Sağlanan alıntı:
Ekmekle Oynamak… – Emre Güntekin

Ekmekle Oynamak… – Emre Güntekin

22 Ocak’ta yayınlanan genelgeyle Tarım Bakanlığı, seyyar araçlarla ekmek satışı yapılmasına yasak getirmişti. Bu kararın İstanbul’da AKP-MHP bölokunun yeni halk ekmek büfeleri açılmasına karşı İBB’nin bir çözüm olarak ortaya koyduğu mobil halk ekmek büfesi uygulamasına karşı alındığı oldukça açıktı. Bakanlık tepkiler üzerine geri adım atsa da mesele kapanacak gibi değil.

Alıştırma görevi:
Seyyar ekmek satışı yasağıyla ilgili metinde "22 Ocak’ta yayınlanan" ifadesinden başlayıp "kapanacak gibi değil." ifadesine kadar olan kısmı, bu iki ifade de dahil olmak üzere olduğu gibi kopyalayın. Kayıtlara bu alıştırmada gerek yoktur.

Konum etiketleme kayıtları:
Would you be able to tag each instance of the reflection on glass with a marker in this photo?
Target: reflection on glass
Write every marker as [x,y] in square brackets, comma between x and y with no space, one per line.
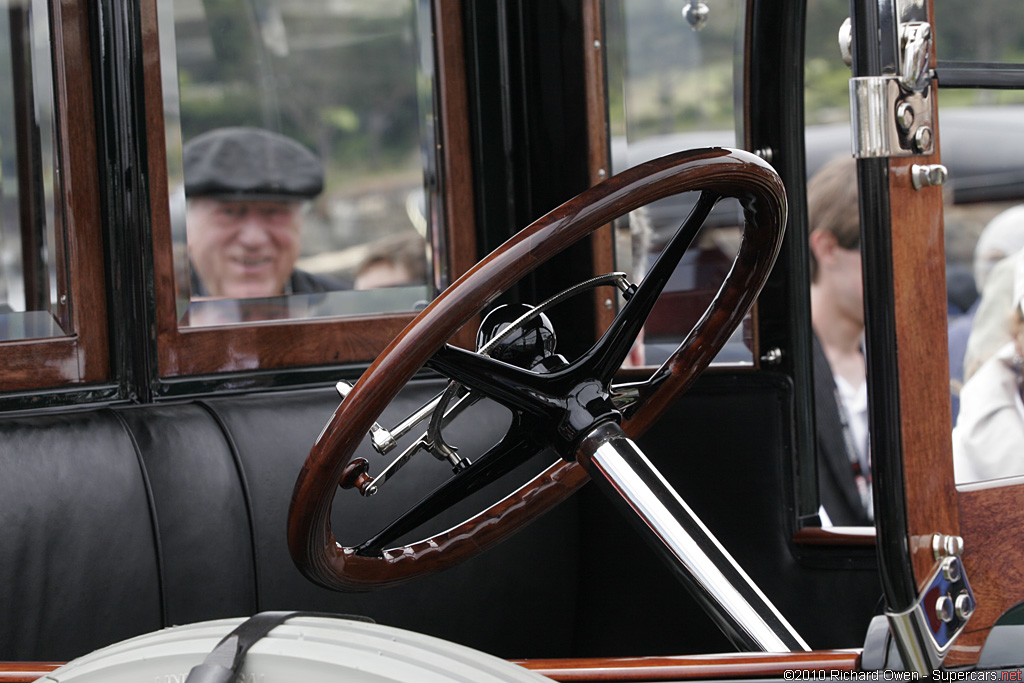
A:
[984,31]
[33,303]
[671,88]
[842,449]
[300,157]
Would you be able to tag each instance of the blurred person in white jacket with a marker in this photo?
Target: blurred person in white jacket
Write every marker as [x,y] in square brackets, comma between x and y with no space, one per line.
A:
[988,439]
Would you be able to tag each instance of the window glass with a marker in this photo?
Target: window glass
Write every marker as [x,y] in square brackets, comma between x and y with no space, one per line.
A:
[986,31]
[840,389]
[982,145]
[33,295]
[301,165]
[671,87]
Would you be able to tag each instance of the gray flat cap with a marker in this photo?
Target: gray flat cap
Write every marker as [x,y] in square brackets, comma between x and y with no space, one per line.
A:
[250,163]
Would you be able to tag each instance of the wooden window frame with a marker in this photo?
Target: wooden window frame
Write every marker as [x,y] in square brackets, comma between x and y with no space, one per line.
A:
[82,355]
[185,351]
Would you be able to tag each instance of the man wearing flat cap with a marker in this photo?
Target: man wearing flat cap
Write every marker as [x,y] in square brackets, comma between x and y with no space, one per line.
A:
[246,190]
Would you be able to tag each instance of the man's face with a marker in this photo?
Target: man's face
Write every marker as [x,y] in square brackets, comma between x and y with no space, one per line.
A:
[243,249]
[850,289]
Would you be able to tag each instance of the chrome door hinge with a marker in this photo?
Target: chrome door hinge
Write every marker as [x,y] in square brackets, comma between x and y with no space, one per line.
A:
[892,115]
[926,632]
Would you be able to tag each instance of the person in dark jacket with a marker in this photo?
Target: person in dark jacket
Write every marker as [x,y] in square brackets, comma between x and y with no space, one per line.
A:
[247,189]
[838,319]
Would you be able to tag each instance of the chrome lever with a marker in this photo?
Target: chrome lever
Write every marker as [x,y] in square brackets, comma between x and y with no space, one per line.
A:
[382,439]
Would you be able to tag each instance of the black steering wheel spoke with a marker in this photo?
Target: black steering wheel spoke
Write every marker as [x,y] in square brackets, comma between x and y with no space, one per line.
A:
[517,389]
[514,449]
[605,357]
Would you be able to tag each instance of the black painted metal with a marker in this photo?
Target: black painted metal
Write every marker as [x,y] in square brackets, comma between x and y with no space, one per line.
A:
[124,194]
[883,382]
[980,75]
[775,121]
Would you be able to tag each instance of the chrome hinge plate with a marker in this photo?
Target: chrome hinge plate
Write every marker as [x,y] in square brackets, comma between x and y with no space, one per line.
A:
[927,631]
[888,120]
[892,115]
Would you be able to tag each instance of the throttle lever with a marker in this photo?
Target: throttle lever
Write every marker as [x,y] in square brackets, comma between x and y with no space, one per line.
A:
[383,440]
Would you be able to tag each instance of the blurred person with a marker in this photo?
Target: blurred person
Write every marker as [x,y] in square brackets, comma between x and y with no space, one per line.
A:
[838,322]
[393,261]
[247,190]
[988,439]
[1003,238]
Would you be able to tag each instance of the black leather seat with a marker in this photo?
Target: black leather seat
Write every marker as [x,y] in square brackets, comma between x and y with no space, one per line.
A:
[119,521]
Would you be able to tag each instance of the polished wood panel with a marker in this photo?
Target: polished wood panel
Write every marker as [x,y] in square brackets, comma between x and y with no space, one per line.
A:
[183,351]
[687,668]
[707,667]
[992,525]
[836,536]
[82,355]
[728,172]
[23,672]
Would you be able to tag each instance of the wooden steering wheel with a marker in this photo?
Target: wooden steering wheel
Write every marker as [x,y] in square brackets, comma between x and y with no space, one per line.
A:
[535,398]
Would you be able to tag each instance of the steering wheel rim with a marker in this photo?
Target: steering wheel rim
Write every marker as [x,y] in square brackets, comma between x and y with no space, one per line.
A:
[727,172]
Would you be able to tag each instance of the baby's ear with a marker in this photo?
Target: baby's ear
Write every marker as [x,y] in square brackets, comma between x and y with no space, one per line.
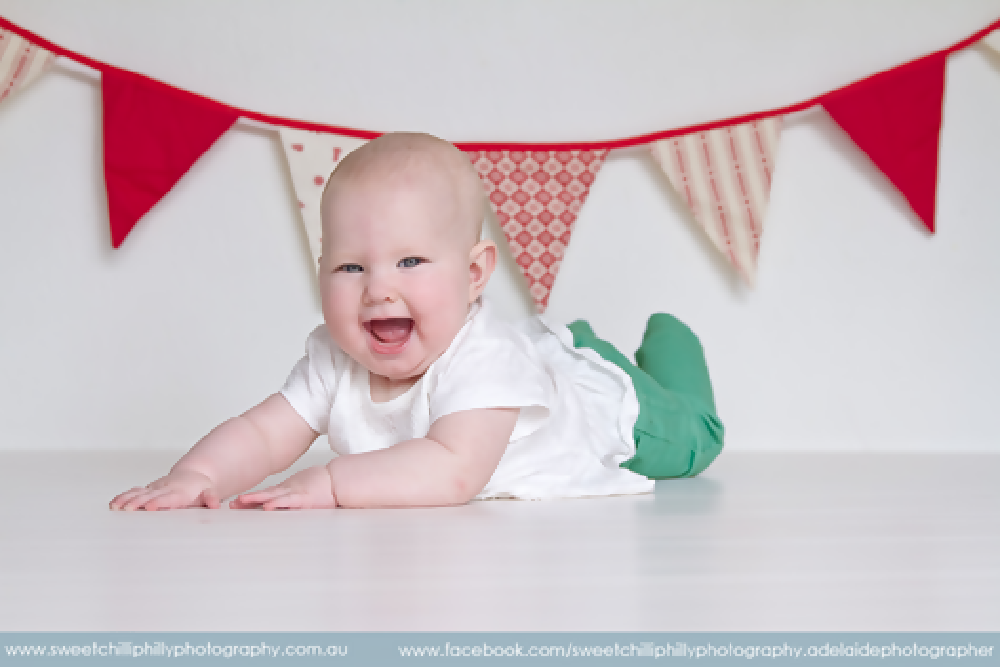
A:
[482,261]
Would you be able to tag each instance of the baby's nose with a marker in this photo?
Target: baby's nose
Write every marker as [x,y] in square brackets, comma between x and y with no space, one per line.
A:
[379,289]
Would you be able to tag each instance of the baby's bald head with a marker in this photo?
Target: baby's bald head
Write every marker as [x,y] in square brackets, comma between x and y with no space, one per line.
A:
[420,159]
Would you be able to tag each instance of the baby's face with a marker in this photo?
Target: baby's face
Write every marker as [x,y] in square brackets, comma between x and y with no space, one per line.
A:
[395,272]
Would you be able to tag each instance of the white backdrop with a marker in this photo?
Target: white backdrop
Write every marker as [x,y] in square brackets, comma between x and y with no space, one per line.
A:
[864,331]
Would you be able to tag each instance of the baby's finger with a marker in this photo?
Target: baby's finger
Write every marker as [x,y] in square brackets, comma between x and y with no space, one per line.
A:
[210,499]
[139,501]
[259,498]
[291,501]
[263,494]
[168,500]
[118,501]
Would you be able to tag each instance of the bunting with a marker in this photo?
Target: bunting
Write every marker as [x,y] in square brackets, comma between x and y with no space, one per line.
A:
[992,40]
[537,196]
[153,133]
[724,177]
[21,62]
[895,117]
[311,156]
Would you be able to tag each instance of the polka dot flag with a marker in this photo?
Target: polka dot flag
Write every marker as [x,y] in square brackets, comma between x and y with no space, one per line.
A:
[311,158]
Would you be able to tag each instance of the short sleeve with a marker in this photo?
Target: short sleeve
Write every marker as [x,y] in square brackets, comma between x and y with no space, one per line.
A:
[493,367]
[312,384]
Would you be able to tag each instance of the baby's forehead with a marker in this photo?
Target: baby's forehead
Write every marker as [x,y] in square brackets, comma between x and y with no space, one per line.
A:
[414,162]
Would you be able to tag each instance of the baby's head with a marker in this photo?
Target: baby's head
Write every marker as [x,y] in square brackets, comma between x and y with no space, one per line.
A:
[402,257]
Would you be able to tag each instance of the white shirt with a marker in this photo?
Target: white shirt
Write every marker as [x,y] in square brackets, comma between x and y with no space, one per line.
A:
[576,416]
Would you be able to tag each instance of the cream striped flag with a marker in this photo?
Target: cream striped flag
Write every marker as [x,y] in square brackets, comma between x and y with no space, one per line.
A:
[311,157]
[724,177]
[21,62]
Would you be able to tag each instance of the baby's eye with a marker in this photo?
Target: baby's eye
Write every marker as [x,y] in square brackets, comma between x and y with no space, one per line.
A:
[410,262]
[350,268]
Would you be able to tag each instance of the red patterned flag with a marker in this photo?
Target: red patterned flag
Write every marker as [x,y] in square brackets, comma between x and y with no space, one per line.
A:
[895,117]
[21,62]
[537,196]
[153,133]
[724,176]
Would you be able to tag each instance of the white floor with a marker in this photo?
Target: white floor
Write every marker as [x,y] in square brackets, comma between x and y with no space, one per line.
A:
[760,541]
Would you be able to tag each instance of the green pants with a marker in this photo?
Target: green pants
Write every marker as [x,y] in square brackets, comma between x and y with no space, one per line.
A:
[677,433]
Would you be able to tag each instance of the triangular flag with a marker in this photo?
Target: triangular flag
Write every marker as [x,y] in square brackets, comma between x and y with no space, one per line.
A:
[537,196]
[725,177]
[311,157]
[21,62]
[153,133]
[895,117]
[992,40]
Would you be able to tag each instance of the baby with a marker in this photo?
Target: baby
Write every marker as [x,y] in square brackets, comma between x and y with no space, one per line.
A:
[426,397]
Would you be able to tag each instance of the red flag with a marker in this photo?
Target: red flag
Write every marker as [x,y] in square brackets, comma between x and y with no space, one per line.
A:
[537,196]
[153,133]
[895,117]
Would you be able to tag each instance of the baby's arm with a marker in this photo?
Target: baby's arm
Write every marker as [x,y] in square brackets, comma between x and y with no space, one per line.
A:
[448,467]
[235,456]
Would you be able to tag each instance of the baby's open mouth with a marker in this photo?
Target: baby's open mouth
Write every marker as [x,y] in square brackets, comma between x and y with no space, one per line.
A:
[389,336]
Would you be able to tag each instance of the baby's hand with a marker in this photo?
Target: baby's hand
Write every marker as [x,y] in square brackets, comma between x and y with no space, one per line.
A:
[307,489]
[182,488]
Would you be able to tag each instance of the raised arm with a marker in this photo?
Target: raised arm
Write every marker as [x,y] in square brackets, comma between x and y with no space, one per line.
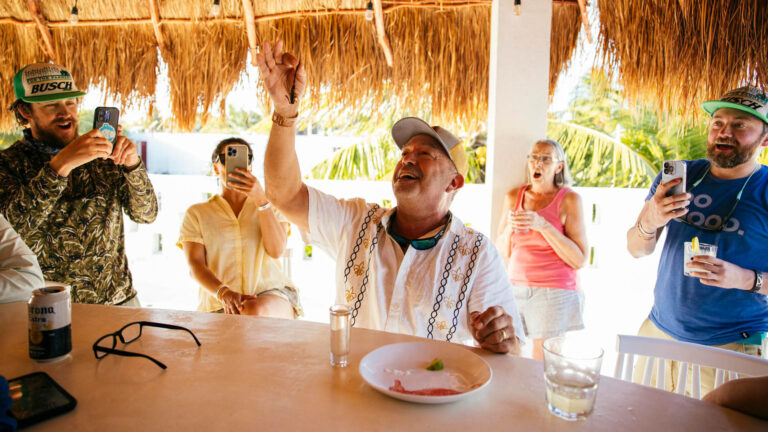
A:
[571,244]
[137,195]
[283,75]
[198,268]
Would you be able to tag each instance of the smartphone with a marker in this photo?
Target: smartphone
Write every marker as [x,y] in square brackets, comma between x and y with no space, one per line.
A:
[105,120]
[237,157]
[674,169]
[37,397]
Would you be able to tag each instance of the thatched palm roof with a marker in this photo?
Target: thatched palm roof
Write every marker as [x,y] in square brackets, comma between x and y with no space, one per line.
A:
[440,50]
[674,54]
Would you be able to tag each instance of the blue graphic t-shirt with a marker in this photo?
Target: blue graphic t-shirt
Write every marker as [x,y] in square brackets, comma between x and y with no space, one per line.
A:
[683,307]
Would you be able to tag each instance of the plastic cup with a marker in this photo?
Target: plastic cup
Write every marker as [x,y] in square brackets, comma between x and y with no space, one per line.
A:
[340,316]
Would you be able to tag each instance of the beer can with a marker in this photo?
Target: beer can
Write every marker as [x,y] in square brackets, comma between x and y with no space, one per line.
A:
[50,323]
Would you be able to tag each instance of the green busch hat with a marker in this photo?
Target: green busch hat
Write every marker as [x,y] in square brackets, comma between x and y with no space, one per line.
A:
[748,99]
[44,82]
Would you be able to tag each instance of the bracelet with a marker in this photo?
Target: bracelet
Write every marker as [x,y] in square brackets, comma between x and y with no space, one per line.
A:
[284,121]
[643,233]
[218,290]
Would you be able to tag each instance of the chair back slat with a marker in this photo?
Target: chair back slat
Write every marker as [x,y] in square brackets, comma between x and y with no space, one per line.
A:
[661,374]
[617,372]
[719,377]
[728,364]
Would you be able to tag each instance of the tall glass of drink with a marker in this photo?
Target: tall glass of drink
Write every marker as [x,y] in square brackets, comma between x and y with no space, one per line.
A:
[340,315]
[571,375]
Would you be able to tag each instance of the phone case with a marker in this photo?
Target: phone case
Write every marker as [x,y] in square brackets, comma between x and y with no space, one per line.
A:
[237,157]
[671,170]
[105,120]
[37,397]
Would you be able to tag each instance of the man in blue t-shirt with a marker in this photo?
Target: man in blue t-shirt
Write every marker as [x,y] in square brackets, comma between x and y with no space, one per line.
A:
[723,302]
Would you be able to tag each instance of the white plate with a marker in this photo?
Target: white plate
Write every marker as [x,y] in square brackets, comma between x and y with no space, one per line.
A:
[464,370]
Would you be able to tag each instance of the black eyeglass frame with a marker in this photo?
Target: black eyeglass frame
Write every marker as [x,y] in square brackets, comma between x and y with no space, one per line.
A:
[119,335]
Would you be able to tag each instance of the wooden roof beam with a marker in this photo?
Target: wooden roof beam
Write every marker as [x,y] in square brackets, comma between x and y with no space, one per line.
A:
[250,26]
[154,11]
[378,15]
[585,19]
[42,26]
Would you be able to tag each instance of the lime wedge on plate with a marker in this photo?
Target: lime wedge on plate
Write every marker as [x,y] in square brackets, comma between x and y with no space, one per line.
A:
[437,364]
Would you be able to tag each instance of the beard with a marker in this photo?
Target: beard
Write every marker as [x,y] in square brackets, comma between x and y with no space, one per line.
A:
[741,153]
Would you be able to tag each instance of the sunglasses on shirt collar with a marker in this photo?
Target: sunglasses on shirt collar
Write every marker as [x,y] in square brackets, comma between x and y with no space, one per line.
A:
[421,244]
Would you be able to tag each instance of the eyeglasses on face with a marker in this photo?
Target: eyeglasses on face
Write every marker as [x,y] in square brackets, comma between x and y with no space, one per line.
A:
[223,157]
[546,160]
[129,333]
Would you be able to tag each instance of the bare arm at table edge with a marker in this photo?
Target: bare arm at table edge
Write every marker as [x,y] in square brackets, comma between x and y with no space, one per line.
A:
[19,270]
[654,216]
[282,75]
[504,232]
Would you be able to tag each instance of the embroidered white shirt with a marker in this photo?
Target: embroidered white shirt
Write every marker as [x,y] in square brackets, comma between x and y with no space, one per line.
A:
[427,293]
[19,271]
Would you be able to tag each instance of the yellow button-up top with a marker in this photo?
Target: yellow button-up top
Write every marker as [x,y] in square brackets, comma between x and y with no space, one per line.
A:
[234,250]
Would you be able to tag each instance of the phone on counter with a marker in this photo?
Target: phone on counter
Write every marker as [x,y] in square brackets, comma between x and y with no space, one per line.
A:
[105,120]
[237,157]
[674,169]
[37,397]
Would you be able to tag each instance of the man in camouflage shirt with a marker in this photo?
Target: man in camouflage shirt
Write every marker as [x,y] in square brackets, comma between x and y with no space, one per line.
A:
[65,194]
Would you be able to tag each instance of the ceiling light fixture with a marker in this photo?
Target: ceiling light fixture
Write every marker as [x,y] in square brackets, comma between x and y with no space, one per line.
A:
[216,8]
[73,16]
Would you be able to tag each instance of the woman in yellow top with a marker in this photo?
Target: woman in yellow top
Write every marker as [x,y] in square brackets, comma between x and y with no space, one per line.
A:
[232,243]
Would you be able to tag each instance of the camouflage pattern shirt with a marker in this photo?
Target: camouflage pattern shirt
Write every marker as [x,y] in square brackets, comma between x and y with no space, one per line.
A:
[75,224]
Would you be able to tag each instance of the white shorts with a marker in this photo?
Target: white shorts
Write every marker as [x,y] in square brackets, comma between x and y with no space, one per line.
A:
[548,312]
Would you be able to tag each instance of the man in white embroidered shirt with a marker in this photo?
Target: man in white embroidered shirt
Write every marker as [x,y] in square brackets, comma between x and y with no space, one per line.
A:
[413,269]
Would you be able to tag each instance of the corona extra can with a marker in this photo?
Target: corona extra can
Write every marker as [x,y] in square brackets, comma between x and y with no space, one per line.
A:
[50,323]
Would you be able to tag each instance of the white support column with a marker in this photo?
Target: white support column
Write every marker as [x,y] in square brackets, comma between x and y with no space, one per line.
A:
[517,102]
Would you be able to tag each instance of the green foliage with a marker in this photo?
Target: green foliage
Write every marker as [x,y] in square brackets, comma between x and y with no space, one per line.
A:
[599,160]
[372,159]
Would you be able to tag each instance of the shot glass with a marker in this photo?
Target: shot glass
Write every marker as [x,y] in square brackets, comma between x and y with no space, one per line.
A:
[704,249]
[340,325]
[571,375]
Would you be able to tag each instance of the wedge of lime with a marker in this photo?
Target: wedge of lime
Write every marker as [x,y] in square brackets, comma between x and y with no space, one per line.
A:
[437,364]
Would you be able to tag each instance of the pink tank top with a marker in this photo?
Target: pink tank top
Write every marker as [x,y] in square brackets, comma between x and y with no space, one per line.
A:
[532,261]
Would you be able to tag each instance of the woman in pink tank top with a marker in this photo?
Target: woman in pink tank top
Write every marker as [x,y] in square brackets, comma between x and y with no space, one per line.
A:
[543,241]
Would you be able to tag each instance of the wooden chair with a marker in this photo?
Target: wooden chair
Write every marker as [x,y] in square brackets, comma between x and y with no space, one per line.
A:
[728,364]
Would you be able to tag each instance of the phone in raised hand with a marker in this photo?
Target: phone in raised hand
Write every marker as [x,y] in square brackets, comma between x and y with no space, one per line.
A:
[237,157]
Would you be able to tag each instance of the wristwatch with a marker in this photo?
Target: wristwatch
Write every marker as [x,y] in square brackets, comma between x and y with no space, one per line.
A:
[758,282]
[284,121]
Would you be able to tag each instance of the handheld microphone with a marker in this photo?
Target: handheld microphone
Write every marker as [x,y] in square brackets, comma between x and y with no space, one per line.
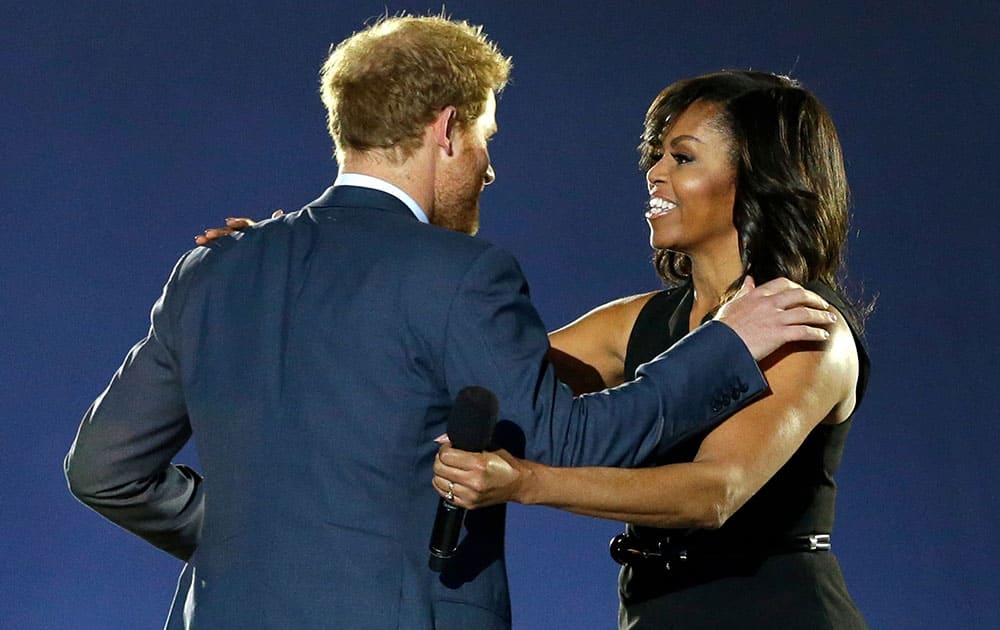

Tamamlanmış yanıt:
22 Ocak’ta yayınlanan genelgeyle Tarım Bakanlığı, seyyar araçlarla ekmek satışı yapılmasına yasak getirmişti. Bu kararın İstanbul’da AKP-MHP bölokunun yeni halk ekmek büfeleri açılmasına karşı İBB’nin bir çözüm olarak ortaya koyduğu mobil halk ekmek büfesi uygulamasına karşı alındığı oldukça açıktı. Bakanlık tepkiler üzerine geri adım atsa da mesele kapanacak gibi değil.